### Work to be completed
Look below for the line with "Expected: a point placed on each instance of the wasp's left", then give it again exactly, along with every line that comes after it, the final line included.

### Information
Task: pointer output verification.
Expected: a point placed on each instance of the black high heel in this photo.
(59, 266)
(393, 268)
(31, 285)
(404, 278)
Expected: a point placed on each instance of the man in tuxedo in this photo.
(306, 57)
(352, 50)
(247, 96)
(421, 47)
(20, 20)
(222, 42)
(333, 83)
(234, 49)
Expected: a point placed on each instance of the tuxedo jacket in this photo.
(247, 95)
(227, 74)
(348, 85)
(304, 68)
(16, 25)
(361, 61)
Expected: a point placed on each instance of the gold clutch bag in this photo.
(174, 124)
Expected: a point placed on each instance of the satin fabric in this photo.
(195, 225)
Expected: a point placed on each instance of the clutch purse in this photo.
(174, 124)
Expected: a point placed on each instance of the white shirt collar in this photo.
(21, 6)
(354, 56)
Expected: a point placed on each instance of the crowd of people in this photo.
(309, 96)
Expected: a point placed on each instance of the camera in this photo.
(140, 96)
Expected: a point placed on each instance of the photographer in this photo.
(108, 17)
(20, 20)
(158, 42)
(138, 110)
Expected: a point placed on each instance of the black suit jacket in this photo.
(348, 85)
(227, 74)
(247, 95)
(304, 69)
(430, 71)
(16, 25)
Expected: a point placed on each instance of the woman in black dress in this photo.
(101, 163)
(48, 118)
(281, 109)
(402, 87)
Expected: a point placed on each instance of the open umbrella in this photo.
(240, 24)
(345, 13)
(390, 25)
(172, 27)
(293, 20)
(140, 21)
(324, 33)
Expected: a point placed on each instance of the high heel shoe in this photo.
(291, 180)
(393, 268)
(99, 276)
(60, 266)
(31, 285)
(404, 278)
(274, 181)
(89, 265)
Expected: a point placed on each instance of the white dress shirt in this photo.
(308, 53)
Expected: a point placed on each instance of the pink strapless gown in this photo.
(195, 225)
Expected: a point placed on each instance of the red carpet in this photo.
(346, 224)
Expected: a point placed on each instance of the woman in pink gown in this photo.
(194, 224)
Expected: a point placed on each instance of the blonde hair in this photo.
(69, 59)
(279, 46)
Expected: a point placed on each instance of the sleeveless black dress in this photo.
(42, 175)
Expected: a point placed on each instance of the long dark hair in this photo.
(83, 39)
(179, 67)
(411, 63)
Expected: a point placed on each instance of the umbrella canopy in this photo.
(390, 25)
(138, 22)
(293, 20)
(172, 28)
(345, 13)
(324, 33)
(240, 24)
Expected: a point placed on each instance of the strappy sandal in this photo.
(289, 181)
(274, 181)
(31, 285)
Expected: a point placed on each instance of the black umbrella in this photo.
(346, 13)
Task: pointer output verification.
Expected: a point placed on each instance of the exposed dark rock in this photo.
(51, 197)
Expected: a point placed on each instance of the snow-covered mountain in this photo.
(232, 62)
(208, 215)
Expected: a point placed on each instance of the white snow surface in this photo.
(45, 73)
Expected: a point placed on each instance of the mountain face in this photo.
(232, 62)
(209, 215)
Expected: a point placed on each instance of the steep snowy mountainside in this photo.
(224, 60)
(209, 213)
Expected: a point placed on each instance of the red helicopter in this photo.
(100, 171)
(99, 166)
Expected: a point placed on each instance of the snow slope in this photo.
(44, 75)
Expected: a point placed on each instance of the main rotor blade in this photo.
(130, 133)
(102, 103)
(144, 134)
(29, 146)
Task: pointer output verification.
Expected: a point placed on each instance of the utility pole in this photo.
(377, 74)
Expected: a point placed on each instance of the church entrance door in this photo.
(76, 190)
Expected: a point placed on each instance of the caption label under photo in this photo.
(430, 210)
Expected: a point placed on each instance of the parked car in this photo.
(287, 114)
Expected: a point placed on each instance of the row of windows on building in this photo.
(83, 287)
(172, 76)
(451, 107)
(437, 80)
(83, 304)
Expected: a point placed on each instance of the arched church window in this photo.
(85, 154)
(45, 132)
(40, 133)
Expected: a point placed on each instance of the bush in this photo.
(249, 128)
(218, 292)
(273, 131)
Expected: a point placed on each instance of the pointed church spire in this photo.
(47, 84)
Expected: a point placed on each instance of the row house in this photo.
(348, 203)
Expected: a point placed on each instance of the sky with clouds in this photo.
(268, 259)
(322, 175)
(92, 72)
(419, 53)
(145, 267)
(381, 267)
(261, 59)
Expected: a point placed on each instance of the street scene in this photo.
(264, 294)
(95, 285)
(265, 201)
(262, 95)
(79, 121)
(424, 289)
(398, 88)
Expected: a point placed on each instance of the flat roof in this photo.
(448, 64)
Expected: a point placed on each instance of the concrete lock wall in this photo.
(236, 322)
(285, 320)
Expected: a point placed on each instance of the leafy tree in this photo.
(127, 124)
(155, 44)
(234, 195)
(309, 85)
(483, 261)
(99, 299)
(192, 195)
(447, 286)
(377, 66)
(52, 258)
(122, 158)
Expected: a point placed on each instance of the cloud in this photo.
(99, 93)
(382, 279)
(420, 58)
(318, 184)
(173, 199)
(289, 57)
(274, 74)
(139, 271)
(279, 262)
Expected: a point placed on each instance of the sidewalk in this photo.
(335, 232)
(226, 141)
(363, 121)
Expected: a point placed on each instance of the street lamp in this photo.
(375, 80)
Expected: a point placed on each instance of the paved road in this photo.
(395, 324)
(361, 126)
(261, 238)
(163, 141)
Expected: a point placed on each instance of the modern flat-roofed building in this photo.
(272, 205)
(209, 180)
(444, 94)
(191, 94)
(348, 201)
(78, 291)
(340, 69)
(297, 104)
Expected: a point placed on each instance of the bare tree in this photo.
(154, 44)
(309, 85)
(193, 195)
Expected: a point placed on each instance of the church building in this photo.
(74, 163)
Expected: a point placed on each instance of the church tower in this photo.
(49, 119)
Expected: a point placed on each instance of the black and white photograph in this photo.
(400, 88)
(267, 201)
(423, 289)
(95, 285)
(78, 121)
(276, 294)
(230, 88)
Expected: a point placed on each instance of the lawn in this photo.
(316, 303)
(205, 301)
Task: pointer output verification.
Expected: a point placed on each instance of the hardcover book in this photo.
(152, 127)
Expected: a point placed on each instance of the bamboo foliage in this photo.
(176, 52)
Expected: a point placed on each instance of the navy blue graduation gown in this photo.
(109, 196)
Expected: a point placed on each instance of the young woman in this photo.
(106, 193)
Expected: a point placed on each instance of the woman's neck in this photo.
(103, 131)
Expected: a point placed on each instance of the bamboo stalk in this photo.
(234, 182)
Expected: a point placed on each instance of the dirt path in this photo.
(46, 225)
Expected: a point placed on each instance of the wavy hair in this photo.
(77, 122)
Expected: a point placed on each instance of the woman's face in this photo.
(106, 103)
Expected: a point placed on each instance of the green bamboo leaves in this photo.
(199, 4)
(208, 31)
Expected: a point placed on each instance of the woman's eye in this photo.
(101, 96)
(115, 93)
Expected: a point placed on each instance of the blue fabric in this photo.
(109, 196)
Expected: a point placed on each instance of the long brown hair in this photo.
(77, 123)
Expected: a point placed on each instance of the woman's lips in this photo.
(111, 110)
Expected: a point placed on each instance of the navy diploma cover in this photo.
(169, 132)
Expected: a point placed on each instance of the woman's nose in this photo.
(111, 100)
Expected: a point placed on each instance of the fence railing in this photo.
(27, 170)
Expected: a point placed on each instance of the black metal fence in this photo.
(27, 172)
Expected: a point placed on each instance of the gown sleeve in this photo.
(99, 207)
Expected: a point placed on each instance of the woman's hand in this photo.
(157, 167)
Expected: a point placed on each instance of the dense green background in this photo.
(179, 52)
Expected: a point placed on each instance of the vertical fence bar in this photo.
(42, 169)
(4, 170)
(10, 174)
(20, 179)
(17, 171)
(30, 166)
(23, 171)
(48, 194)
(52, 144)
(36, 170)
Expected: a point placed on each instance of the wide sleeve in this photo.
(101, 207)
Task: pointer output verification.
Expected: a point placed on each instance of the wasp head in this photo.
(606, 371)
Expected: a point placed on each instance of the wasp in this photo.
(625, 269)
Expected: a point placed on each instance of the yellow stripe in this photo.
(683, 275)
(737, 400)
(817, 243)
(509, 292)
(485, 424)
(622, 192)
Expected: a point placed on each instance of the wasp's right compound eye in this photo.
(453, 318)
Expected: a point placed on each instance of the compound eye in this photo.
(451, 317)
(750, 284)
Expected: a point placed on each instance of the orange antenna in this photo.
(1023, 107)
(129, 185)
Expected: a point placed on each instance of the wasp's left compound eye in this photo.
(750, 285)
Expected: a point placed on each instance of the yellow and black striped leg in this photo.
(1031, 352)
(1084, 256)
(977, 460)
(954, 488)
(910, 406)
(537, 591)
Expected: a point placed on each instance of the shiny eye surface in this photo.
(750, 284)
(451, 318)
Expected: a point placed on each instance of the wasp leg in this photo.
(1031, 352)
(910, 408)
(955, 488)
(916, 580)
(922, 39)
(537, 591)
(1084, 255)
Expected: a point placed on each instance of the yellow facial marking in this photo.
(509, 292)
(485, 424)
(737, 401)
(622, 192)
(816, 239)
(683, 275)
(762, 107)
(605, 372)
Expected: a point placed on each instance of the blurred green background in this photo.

### Completed task
Expected: a point placed on each instance of the wasp's left compound eye in this photo.
(750, 285)
Expected: a point placed on each instance of the yellow and black striped leg in this photo.
(1031, 352)
(1084, 256)
(977, 460)
(954, 488)
(910, 406)
(537, 591)
Expected: a point placed on each instance of the shiny eye surface in this photo.
(750, 284)
(451, 318)
Expected: a point placed on each instance of the wasp leg in this photo.
(1031, 352)
(910, 408)
(955, 488)
(916, 580)
(922, 39)
(537, 591)
(1084, 255)
Expected: a point placed on each instance of the yellow facial marking in this photo.
(509, 292)
(485, 424)
(737, 401)
(622, 192)
(816, 239)
(683, 275)
(762, 107)
(605, 372)
Expected: a point placed on each instance of the blurred green background in this photo.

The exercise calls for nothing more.